Entries locating objects in images:

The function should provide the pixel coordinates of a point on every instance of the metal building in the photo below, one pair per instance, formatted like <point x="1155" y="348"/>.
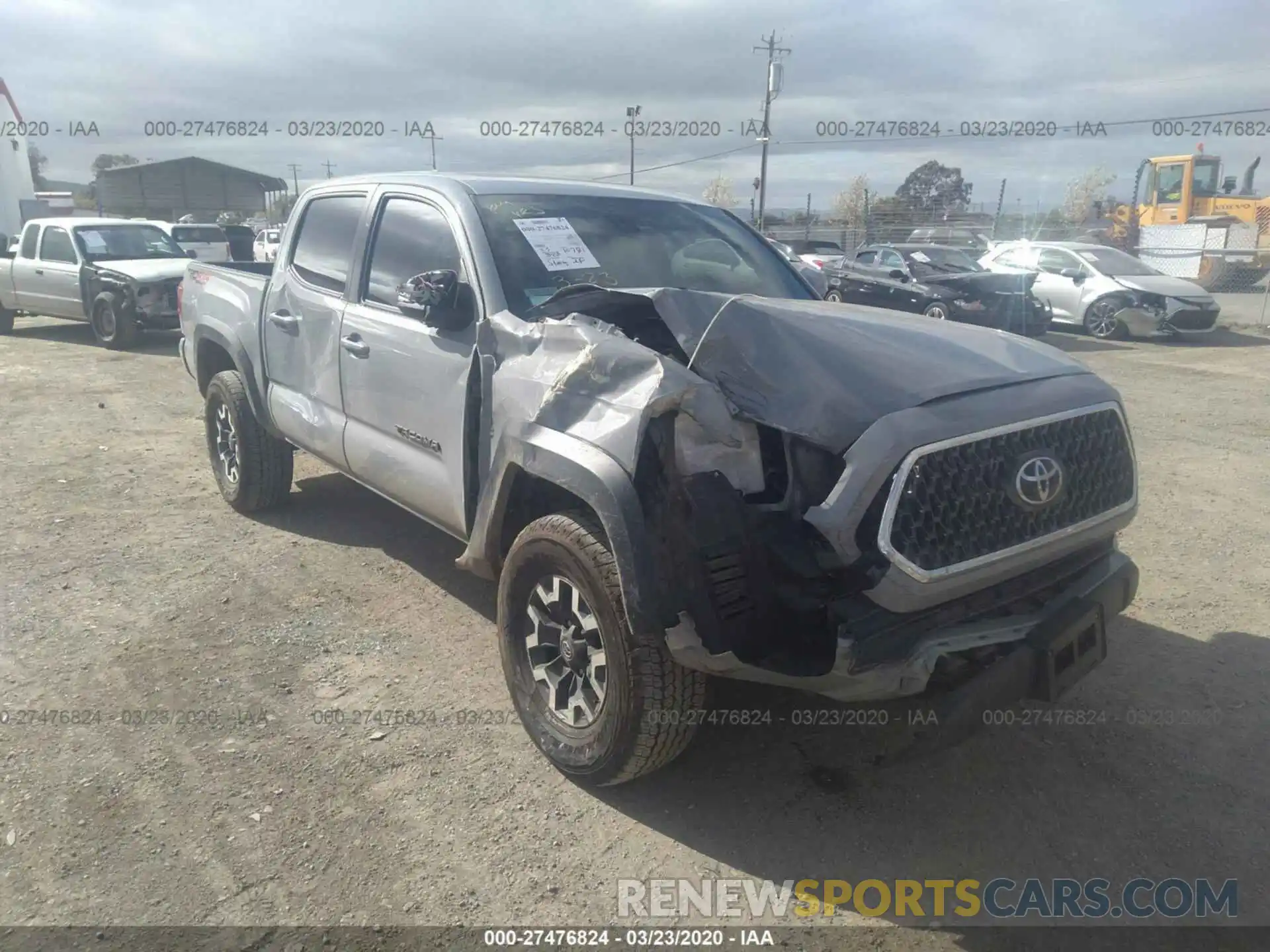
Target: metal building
<point x="178" y="187"/>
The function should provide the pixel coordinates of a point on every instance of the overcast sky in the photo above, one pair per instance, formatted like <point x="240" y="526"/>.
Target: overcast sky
<point x="459" y="63"/>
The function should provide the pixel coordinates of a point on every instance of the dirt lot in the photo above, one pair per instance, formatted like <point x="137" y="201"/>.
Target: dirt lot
<point x="130" y="587"/>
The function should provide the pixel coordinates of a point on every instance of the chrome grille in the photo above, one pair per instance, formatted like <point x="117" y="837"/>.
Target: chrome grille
<point x="951" y="506"/>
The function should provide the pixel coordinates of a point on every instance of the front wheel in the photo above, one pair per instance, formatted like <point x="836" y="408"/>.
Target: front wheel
<point x="601" y="702"/>
<point x="1101" y="320"/>
<point x="112" y="325"/>
<point x="253" y="469"/>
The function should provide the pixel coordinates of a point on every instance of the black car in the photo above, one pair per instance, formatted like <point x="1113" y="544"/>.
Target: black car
<point x="241" y="241"/>
<point x="940" y="282"/>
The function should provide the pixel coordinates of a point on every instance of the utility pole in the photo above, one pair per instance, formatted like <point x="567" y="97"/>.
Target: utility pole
<point x="1001" y="200"/>
<point x="774" y="84"/>
<point x="632" y="112"/>
<point x="433" y="140"/>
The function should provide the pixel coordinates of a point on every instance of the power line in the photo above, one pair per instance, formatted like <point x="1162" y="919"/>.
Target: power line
<point x="683" y="161"/>
<point x="910" y="139"/>
<point x="774" y="85"/>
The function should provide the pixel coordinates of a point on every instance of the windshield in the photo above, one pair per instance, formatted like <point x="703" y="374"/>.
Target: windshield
<point x="198" y="234"/>
<point x="1206" y="177"/>
<point x="1115" y="264"/>
<point x="941" y="260"/>
<point x="546" y="243"/>
<point x="106" y="243"/>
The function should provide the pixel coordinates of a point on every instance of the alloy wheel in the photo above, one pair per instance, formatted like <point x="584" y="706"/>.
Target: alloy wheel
<point x="226" y="444"/>
<point x="564" y="651"/>
<point x="1103" y="321"/>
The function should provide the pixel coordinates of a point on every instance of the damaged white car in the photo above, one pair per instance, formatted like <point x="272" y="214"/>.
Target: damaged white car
<point x="675" y="460"/>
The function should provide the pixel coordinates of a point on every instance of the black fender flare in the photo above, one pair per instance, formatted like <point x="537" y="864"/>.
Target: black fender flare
<point x="593" y="476"/>
<point x="208" y="331"/>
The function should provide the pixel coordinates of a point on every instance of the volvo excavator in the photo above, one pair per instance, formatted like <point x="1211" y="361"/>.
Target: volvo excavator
<point x="1191" y="222"/>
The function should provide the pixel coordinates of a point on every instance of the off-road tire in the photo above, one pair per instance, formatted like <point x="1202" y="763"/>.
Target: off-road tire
<point x="265" y="463"/>
<point x="122" y="331"/>
<point x="647" y="717"/>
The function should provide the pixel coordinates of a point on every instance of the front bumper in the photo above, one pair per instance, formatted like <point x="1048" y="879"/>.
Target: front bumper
<point x="1144" y="323"/>
<point x="1111" y="583"/>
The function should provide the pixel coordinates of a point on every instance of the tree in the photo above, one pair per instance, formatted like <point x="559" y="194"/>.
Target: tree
<point x="111" y="161"/>
<point x="1083" y="190"/>
<point x="719" y="193"/>
<point x="38" y="160"/>
<point x="850" y="205"/>
<point x="933" y="188"/>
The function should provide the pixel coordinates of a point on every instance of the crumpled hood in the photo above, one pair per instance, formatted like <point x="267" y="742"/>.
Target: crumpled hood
<point x="1166" y="286"/>
<point x="144" y="270"/>
<point x="818" y="370"/>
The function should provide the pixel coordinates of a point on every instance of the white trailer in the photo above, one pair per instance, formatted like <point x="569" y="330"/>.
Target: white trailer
<point x="17" y="186"/>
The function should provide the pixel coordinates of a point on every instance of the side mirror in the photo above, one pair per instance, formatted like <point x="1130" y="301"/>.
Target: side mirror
<point x="433" y="299"/>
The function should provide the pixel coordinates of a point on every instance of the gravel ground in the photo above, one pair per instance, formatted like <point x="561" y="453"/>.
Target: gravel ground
<point x="130" y="587"/>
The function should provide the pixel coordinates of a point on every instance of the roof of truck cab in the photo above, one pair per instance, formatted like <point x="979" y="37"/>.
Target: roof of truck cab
<point x="506" y="186"/>
<point x="83" y="222"/>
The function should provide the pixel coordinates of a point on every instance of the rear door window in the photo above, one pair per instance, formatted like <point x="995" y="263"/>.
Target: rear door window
<point x="323" y="254"/>
<point x="28" y="241"/>
<point x="412" y="238"/>
<point x="58" y="247"/>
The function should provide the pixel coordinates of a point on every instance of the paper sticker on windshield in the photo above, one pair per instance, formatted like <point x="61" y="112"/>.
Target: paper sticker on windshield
<point x="556" y="244"/>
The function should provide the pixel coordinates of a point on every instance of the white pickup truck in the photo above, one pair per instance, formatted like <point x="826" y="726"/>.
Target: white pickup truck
<point x="122" y="277"/>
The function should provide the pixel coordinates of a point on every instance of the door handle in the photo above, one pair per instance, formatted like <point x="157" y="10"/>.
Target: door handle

Task details: Can you write out every line of the entries above word for word, leaving out the pictures?

The solution:
The function should provide the pixel coordinates of a point on every instance of the metal building in the photo below, one pair per instance, formatted like <point x="1155" y="348"/>.
Target: metal building
<point x="178" y="187"/>
The function should provide the pixel coordinates of a point on every instance of the overcast sky in the photo above, one pair per instance, formatted like <point x="240" y="526"/>.
Target: overcast sky
<point x="459" y="63"/>
The function should provide the pixel coordinates of a point on every instance of the dirt lot in the photo above, one pair per instance, formatted like <point x="137" y="201"/>.
Target: dirt lot
<point x="130" y="587"/>
The function should provide the pixel coordinates of a point on every instance of the chrome grille in the photo above, one pair per instance, formatted like <point x="117" y="837"/>.
Target: chrome grille
<point x="951" y="506"/>
The function should provide the pixel coordinates of a point on every instance of the front wheel in the photo above, one pair per instance, formatted like <point x="836" y="408"/>.
Target: front wheel
<point x="601" y="702"/>
<point x="1101" y="320"/>
<point x="112" y="325"/>
<point x="253" y="469"/>
The function should provide the pixel coordinates of a point on every instance of the black car in the photo above, one pair per instance, formatted like <point x="1113" y="544"/>.
Target: black car
<point x="241" y="241"/>
<point x="940" y="282"/>
The function should provide the pixel coordinates of a point on every instance of the utility pole in the photo above, one pair per instance, formatted like <point x="567" y="97"/>.
Target: utility pole
<point x="1001" y="200"/>
<point x="774" y="84"/>
<point x="632" y="112"/>
<point x="433" y="140"/>
The function should provide the pixel coordinates of a point on every instance of the power line in the photo above, one pair per instance, formatted like <point x="1162" y="919"/>.
Target: power line
<point x="683" y="161"/>
<point x="910" y="139"/>
<point x="774" y="85"/>
The function should provide the pixel coordinates of a point on every instance of the windshield in the photo above, one pair per instance, formatted like <point x="703" y="374"/>.
Target: windshield
<point x="198" y="234"/>
<point x="1206" y="177"/>
<point x="1115" y="264"/>
<point x="941" y="260"/>
<point x="546" y="243"/>
<point x="106" y="243"/>
The function should provide the pixel coordinates of a point on every instance of the alloy wheel in the photo above, one pair per instance, formatted like <point x="584" y="706"/>.
Target: alloy wheel
<point x="226" y="444"/>
<point x="564" y="651"/>
<point x="1103" y="321"/>
The function should provide the pixel coordinates of a point on every instance of the damaged white car in the photo above, one pair per instance, formatted like <point x="272" y="214"/>.
Target: damaged white car
<point x="675" y="460"/>
The function should provide the pixel coordinates of a point on every instance of the black fender flare in the photo above, one pair per instance, formatted like <point x="537" y="864"/>.
Target: black fender flare
<point x="593" y="476"/>
<point x="208" y="331"/>
The function should provide the pixel coordinates of a point on every instance of the volvo excavator in the photo above, one pair per instance, formatted like <point x="1211" y="361"/>.
Target: volvo excavator
<point x="1191" y="222"/>
The function should provide the pixel coordinates of a point on every instance of the off-road tire in the photo above, one pair per instance, formatted like <point x="1202" y="763"/>.
Target: off-road tire
<point x="265" y="463"/>
<point x="122" y="331"/>
<point x="647" y="717"/>
The function should provide the pixel coordinates of a point on every instance of the front bumper in the photo above, one pair per instance, formatted like <point x="1048" y="879"/>.
Target: front bumper
<point x="1144" y="323"/>
<point x="1111" y="583"/>
The function should provide the pixel coordinates of a point on every instance of the tree in the photo above, one pair per instance, formatted like <point x="559" y="194"/>.
Target: tree
<point x="111" y="161"/>
<point x="1083" y="190"/>
<point x="719" y="193"/>
<point x="38" y="160"/>
<point x="850" y="205"/>
<point x="933" y="188"/>
The function should provide the pixel coordinates of a point on every instance of the crumpled hood in the photo above, one pair per instance, formatted like <point x="267" y="742"/>.
Target: crumpled hood
<point x="1166" y="286"/>
<point x="144" y="270"/>
<point x="818" y="370"/>
The function should provide the pixel coordinates of a point on every instance of the white trailer in the photo above, one pair per instance, formatted like <point x="569" y="330"/>.
Target: white trailer
<point x="17" y="186"/>
The function should provide the pixel coordinates of a point on every instance of the side mirror in the photo above, one pair per instance, formatted like <point x="1130" y="301"/>.
Target: side mirror
<point x="433" y="299"/>
The function should provide the pixel coordinates of a point on every instance of the gravel ground in the photo above, one pair per instance, formatted like <point x="561" y="453"/>.
Target: gravel ground
<point x="130" y="587"/>
The function should provide the pixel coordinates of a point on every instance of the roof of truck cab in the photo above, one pair per instance, formatted like <point x="979" y="37"/>.
Target: roof of truck cab
<point x="506" y="186"/>
<point x="83" y="222"/>
The function should provide the pixel coordinates of a point on every instance of the rear door window in the photo above, one pair per instance, formatted like <point x="995" y="263"/>.
Target: rear door window
<point x="323" y="254"/>
<point x="28" y="241"/>
<point x="412" y="238"/>
<point x="58" y="247"/>
The function should provide the pixel coordinates of a point on every instance of the paper sticker on windshield in the photo above, one pair per instance, formatted like <point x="61" y="112"/>.
Target: paper sticker on windshield
<point x="556" y="244"/>
The function should provide the pixel coordinates of a point on every instance of the white pickup truck in the photo above, one pair per instance, formatted like <point x="826" y="726"/>.
Target: white pickup truck
<point x="122" y="277"/>
The function should provide the pixel coordinates of a point on every instance of the door handle in the photo above, one pair per instance, formatted like <point x="157" y="10"/>.
Target: door handle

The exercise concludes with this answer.